TASK SET
[1] Answer these questions about the text on railway platforms:
(a) What output does the example give?
(b) Which letters mark an arrival and a departure in the multiset?
(c) What is done to the value when a time is an arrival?
[2] In the railway platforms text, edit the stretch from "In this post, we" through "dep[], int n)" so that "multiset" becomes "sorted list", and give that stretch again.
[3] Pick up the text on railway platforms from where it stops and continue it.

EXTRACT TO READ
# # # # # # #

Given arrival and departure times of all trains that reach a railway station, find the minimum number of platforms required for the railway station so that no train waits. We are given two arrays which represent arrival and departure times of trains that stop.

Examples:  

Input:  arr[]  = {9:00,  9:40, 9:50,  11:00, 15:00, 18:00}
        dep[]  = {9:10, 12:00, 11:20, 11:30, 19:00, 20:00}
Output: 3
There are at-most three trains at a time 
(time between 11:00 to 11:20)

We have already discussed its simple and sorting based solutions in below post. 
Minimum Number of Platforms Required for a Railway/Bus Station.
In this post, we are inserting all the arrival and departure times in a multiset. The first value of element in multiset tells the arrival/departure time and second value tells whether it’s arrival or departure represented by ‘a’ or ‘d’ respectively. 
If its arrival then do increment by 1 otherwise decrease value by 1. If we are taking the input from STDIN then we can directly insert the times in the multiset and no need to store the times in the array. 

C++




// C++ program to find minimum number of platforms
// required on a railway station
#include <bits/stdc++.h>
using namespace std;
 
int findPlatform(int arr[], int dep[], int n)
{
    // Insert all the times (arr. and dep.)
    // in the multiset.

# # # # # # #

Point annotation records

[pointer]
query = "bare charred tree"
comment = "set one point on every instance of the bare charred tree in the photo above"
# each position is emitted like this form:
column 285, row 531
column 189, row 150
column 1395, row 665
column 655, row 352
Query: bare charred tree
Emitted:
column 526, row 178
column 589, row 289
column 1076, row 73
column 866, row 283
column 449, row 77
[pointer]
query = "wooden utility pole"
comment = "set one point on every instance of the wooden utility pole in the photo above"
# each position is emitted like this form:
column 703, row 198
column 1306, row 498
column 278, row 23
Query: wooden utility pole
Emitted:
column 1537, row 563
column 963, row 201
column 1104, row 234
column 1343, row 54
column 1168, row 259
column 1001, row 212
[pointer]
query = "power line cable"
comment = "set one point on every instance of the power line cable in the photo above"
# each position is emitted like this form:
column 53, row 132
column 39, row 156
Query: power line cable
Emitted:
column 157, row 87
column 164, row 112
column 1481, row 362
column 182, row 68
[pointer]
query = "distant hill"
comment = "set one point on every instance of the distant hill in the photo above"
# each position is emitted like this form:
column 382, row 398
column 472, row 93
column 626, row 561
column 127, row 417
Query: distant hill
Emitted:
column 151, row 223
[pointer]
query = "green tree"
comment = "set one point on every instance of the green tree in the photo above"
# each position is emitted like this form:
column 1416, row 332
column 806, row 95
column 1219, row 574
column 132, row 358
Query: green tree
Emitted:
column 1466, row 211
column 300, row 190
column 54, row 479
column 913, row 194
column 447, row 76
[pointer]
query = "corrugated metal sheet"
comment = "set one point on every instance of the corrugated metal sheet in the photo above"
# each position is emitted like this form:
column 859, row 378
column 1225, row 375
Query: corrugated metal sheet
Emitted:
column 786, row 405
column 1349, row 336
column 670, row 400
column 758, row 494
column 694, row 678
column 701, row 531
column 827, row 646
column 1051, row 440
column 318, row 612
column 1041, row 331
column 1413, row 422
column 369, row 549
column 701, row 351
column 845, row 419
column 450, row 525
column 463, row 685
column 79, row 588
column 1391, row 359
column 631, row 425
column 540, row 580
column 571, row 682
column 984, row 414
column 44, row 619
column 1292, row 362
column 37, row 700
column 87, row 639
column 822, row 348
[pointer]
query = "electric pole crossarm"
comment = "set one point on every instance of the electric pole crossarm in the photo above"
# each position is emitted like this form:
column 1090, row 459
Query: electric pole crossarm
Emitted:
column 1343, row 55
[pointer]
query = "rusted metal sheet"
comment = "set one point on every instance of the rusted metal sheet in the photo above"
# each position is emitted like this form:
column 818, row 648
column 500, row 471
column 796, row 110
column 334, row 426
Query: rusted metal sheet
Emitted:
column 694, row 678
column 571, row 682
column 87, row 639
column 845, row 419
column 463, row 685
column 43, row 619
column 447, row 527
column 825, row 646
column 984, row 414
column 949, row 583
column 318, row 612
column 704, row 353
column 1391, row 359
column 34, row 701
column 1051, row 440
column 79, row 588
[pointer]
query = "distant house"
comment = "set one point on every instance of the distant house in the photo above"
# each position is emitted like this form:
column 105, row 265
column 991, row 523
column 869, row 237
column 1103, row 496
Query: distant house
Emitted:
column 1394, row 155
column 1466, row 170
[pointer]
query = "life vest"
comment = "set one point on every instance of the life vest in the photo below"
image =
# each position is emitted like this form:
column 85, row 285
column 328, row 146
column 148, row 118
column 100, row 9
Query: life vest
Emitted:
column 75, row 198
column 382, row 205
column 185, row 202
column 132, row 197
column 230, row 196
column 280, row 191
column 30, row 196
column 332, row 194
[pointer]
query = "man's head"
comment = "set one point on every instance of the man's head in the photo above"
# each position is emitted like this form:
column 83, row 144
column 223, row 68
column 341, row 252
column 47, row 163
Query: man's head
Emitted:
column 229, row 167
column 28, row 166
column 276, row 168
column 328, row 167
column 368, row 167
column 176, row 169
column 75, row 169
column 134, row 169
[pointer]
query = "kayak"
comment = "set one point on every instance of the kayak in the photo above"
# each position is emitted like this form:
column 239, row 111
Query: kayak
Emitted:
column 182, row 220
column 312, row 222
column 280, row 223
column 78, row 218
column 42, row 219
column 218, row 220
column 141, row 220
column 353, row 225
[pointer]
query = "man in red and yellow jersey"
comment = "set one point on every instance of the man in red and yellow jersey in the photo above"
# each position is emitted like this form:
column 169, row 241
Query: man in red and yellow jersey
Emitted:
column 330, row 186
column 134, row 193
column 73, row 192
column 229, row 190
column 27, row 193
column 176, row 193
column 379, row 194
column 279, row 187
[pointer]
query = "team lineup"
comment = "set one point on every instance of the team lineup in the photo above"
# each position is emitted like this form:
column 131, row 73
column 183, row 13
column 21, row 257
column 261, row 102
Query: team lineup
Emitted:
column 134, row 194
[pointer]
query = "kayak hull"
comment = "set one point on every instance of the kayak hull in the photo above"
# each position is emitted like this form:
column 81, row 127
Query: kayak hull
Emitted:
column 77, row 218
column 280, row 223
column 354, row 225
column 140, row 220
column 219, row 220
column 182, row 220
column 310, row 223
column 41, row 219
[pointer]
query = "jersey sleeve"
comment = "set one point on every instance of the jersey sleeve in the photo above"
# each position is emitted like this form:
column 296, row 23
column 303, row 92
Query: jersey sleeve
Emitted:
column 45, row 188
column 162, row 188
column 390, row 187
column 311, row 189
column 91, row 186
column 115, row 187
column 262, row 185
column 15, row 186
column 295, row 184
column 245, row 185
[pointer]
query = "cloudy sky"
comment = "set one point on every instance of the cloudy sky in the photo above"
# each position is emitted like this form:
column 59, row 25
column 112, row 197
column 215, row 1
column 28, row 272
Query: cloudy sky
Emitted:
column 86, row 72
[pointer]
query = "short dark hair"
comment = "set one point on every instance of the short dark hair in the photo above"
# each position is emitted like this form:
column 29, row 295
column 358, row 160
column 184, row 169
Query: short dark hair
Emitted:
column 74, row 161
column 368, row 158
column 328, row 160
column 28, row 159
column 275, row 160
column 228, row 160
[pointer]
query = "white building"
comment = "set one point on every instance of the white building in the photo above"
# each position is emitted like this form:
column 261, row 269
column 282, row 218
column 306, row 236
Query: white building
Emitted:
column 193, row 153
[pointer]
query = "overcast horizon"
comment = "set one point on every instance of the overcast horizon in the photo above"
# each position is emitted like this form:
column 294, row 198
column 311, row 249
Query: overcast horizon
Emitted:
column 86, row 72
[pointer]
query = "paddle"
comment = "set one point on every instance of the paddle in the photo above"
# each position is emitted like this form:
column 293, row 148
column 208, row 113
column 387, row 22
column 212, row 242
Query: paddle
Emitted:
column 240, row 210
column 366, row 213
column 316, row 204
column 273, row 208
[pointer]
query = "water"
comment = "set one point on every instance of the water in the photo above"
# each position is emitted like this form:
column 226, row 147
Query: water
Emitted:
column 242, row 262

# # # # # # #

ANSWERS IN ORDER
[1]
(a) 3
(b) 'a' marks an arrival and 'd' marks a departure.
(c) It is increased by 1.

[2]
In this post, we are inserting all the arrival and departure times in a sorted list. The first value of element in sorted list tells the arrival/departure time and second value tells whether it’s arrival or departure represented by ‘a’ or ‘d’ respectively. 
If its arrival then do increment by 1 otherwise decrease value by 1. If we are taking the input from STDIN then we can directly insert the times in the sorted list and no need to store the times in the array. 

C++




// C++ program to find minimum number of platforms
// required on a railway station
#include <bits/stdc++.h>
using namespace std;
 
int findPlatform(int arr[], int dep[], int n)

[3]
    multiset<pair<int, char> > order;
    for (int i = 0; i < n; i++) {
 
        // If its arrival then second value
        // of pair is 'a' else 'd'
        order.insert(make_pair(arr[i], 'a'));
        order.insert(make_pair(dep[i], 'd'));
    }
 
    int result = 0;
    int plat_needed = 0;
 
    // Start iterating the multiset.
    for (auto it : order) {
 
        // If its 'a' then add 1 to plat_needed
        // else minus 1 from plat_needed.
        if (it.second == 'a')
            plat_needed++;
        else
            plat_needed--;
 
        if (plat_needed > result)
            result = plat_needed;
    }
    return result;
}
 
// Driver code
int main()
{
    int arr[] = { 900, 940, 950, 1100, 1500, 1800 };
    int dep[] = { 910, 1200, 1120, 1130, 1900, 2000 };
    int n = sizeof(arr) / sizeof(arr[0]);
    cout << "Minimum Number of Platforms Required = "
         << findPlatform(arr, dep, n);
    return 0;
}

Java




// Java program to find minimum number
// of platforms required on a railway station
import java.io.*;
import java.util.*;
 
class pair
{
    int first;
    char second;
     
    pair(int key1, char key2)
    {
        this.first = key1;
        this.second = key2;
    }
}
 
class GFG{
     
public static int findPlatform(int arr[], int dep[],
                               int n)
{
     
    // Insert all the times (arr. and dep.)
    // in the ArrayList of pairs.
    ArrayList<pair> order = new ArrayList<>();
    for(int i = 0; i < n; i++)
    {
        order.add(new pair(arr[i], 'a'));
        order.add(new pair(dep[i], 'd'));
    }
 
    // Custom sort order ArrayList, first
    // by time than by arrival or departure
    Collections.sort(order, new Comparator<pair>()
    {
        public int compare(pair p1, pair p2)
        {
            if (p1.first == p2.first)
                return new Character(p1.second)
                    .compareTo(
                        new Character(p2.second));
                         
            return p1.first - p2.first;
        }
    });
     
    int result = 1;
    int plat_needed = 0;
     
    for(int i = 0; i < order.size(); i++)
    {
        pair p = order.get(i);
         
        // If its 'a' then add 1 to plat_needed
        // else minus 1 from plat_needed.
        if (p.second == 'a')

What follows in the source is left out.